>> START
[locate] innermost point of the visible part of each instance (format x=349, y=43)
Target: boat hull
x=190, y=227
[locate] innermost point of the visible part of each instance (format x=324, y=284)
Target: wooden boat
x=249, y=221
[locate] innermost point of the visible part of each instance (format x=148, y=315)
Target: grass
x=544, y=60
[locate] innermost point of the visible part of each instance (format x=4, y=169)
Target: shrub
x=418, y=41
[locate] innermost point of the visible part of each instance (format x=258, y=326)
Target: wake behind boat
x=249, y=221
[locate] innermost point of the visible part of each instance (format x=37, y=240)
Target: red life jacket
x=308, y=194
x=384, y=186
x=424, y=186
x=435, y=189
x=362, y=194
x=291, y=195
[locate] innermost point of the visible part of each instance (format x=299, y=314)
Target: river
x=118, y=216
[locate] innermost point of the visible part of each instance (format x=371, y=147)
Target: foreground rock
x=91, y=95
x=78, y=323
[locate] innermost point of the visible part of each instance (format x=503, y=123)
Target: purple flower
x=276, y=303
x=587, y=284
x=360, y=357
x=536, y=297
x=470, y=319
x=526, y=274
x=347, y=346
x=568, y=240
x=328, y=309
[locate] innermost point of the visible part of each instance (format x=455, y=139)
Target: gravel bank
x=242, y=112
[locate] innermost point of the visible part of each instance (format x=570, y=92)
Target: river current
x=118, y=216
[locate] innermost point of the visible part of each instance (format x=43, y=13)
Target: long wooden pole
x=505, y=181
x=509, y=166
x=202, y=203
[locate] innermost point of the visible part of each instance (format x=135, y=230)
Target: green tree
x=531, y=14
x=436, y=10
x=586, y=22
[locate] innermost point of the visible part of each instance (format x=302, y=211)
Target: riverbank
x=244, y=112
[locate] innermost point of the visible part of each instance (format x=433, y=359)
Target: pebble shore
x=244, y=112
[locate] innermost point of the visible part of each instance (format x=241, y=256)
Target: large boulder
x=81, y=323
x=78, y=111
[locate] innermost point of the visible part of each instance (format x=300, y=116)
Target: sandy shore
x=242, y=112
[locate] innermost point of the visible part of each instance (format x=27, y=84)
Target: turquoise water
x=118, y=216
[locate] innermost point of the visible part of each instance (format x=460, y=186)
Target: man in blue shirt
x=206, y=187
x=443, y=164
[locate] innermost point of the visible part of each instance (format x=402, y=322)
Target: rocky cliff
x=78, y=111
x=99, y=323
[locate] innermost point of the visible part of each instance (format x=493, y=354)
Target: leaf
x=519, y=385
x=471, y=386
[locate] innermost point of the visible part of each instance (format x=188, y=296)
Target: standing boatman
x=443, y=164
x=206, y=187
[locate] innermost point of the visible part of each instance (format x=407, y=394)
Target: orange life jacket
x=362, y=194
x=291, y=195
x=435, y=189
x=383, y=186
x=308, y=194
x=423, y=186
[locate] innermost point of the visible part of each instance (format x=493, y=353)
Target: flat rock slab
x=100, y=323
>> END
> **What is expected**
Update the stretch of the listing from the line containing "(format x=4, y=169)" through the line containing "x=78, y=323", replacing "shrub" with "bush" and leaving everything else unchanged.

> **Final result**
[locate] innermost point of the visible part of each instance (format x=4, y=169)
Target: bush
x=418, y=41
[locate] innermost point of the visible part of each instance (format x=258, y=326)
Target: wake behind boat
x=249, y=221
[locate] innermost point of the visible part of each instance (format x=37, y=240)
Target: red life jacket
x=308, y=194
x=384, y=186
x=424, y=186
x=435, y=189
x=362, y=194
x=291, y=195
[locate] innermost point of the visible part of each instance (format x=299, y=314)
Target: river
x=118, y=216
[locate] innermost point of the visible part of each instance (format x=371, y=147)
Target: foreground rock
x=91, y=95
x=78, y=323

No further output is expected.